START Records for processing

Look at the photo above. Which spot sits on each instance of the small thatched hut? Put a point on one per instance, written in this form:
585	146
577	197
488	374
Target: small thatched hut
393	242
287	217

END Records for processing

• _Action item_
Give back the material exactly as it is shown above.

• _Task answer_
Look at the photo above. Which spot sits on each instance of the small thatched hut? Put a point on one per instance, written in this form:
585	146
577	197
488	374
Target: small thatched hut
393	242
287	217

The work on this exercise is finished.